■ TASK TO CARRY OUT ■
Beginning at the line that contains "Target: papers stack in background", write out each remaining line of the entries below exactly as it stands.

■ PROVIDED DATA ■
■ ■ ■
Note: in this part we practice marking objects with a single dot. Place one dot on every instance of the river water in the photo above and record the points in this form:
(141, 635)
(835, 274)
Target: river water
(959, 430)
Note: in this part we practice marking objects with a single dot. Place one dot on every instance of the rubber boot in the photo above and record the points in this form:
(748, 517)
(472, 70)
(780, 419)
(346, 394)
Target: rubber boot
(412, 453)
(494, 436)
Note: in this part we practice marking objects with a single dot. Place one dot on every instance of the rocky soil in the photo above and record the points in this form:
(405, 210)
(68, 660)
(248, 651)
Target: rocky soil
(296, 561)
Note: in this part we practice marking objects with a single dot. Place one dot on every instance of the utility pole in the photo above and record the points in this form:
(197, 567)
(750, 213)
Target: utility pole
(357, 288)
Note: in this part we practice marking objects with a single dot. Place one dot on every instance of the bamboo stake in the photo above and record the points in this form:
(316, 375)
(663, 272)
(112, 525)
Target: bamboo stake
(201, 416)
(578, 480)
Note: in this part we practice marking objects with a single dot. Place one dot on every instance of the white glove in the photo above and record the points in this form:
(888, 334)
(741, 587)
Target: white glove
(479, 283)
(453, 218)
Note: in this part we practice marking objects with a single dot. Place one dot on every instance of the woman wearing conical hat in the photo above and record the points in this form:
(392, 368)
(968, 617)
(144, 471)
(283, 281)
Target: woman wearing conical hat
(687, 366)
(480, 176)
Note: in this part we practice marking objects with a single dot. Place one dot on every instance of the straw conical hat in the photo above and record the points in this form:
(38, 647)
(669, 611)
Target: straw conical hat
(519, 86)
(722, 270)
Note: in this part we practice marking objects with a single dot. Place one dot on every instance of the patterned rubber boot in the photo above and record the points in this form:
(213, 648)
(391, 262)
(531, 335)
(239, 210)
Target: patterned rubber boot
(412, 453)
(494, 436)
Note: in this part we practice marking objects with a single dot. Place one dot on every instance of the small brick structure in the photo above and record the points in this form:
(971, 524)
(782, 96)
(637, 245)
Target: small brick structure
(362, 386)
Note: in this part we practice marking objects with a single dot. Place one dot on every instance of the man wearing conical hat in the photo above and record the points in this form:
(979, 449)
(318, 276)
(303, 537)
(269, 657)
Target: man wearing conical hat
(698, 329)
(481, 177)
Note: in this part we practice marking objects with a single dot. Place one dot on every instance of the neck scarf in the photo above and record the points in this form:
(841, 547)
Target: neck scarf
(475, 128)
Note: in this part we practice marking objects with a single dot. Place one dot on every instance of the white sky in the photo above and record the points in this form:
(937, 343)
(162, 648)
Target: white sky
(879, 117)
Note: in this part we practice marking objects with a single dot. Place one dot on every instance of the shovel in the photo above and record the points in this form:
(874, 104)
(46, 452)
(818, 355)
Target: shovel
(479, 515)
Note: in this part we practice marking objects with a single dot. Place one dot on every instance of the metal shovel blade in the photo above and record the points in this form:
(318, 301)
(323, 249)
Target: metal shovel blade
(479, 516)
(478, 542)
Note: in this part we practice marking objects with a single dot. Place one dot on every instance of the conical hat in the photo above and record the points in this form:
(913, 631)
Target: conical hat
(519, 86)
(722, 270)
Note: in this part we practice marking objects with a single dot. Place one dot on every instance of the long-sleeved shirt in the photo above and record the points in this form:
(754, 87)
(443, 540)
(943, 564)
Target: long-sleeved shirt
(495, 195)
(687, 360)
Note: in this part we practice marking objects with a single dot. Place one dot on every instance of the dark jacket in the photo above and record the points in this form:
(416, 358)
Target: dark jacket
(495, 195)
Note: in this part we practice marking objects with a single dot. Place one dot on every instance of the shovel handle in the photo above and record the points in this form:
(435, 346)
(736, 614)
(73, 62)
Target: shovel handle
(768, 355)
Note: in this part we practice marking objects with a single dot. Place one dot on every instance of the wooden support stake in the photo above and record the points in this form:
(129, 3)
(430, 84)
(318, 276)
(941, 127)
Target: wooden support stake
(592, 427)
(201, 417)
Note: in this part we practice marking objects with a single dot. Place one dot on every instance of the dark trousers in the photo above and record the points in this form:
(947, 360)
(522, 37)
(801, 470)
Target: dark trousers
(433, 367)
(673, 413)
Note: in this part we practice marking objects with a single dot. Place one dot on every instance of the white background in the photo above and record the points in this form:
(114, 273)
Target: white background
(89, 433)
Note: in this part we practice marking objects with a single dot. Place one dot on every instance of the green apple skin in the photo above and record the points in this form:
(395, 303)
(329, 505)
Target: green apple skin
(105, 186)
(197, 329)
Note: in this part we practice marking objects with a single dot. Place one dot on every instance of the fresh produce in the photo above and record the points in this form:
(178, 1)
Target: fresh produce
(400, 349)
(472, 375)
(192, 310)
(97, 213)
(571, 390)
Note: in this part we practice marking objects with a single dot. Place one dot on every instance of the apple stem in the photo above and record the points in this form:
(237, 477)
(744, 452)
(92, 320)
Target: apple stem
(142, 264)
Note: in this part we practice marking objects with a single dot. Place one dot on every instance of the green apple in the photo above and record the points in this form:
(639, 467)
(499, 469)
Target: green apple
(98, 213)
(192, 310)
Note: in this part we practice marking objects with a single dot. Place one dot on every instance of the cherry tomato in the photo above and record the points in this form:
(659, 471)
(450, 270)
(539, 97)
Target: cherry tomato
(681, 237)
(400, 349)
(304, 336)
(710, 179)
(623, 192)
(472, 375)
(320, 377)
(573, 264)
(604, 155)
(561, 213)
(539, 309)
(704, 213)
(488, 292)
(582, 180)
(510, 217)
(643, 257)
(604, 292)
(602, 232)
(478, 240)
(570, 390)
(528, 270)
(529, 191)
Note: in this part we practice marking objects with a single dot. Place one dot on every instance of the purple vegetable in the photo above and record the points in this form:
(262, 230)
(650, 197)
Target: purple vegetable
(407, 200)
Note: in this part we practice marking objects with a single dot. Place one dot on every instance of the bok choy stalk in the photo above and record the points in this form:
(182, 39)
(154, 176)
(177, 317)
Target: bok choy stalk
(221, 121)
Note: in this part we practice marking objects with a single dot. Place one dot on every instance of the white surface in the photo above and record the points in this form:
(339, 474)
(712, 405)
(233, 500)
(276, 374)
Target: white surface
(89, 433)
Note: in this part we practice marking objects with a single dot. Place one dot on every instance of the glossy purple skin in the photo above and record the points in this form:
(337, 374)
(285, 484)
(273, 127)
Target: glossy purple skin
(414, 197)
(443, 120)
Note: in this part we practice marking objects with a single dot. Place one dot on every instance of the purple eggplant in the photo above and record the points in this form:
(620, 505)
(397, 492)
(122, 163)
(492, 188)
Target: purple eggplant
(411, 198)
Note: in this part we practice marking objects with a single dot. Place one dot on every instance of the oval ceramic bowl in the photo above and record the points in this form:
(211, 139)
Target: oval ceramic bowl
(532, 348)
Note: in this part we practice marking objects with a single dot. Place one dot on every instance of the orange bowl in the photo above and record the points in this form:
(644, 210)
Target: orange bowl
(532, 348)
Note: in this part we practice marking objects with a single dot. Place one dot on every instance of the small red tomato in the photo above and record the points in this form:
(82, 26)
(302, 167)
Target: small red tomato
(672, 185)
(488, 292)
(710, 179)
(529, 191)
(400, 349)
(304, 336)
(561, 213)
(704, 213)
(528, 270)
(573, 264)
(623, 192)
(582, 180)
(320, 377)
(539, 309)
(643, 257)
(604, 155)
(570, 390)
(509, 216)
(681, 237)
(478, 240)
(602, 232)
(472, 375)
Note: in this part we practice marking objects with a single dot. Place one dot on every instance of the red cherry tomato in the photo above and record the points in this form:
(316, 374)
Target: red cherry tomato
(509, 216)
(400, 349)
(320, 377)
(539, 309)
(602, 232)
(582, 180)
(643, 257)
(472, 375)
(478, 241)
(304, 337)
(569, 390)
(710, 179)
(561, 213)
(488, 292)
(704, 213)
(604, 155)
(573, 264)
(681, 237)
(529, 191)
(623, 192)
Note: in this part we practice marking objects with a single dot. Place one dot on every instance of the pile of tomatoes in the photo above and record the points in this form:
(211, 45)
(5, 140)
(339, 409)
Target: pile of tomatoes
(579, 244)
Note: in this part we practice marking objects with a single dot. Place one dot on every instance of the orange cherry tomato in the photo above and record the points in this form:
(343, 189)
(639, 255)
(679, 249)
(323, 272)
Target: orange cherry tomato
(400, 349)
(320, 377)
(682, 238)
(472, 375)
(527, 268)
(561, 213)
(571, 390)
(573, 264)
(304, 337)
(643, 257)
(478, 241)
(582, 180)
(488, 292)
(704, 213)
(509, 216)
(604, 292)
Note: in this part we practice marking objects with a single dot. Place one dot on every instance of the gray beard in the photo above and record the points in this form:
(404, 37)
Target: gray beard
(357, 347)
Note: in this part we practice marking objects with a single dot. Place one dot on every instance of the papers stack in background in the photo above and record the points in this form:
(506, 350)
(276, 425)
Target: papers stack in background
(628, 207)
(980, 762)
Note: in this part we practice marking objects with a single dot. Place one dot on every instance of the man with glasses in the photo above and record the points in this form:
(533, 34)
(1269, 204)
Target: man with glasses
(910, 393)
■ ■ ■
■ ANSWER SPACE ■
Target: papers stack in background
(628, 207)
(980, 762)
Note: in this part we practice marking objects with a single dot. Place one dot on every instance of the man with glasses in the photo above and record the points in this form:
(533, 34)
(1269, 204)
Target: man with glasses
(910, 393)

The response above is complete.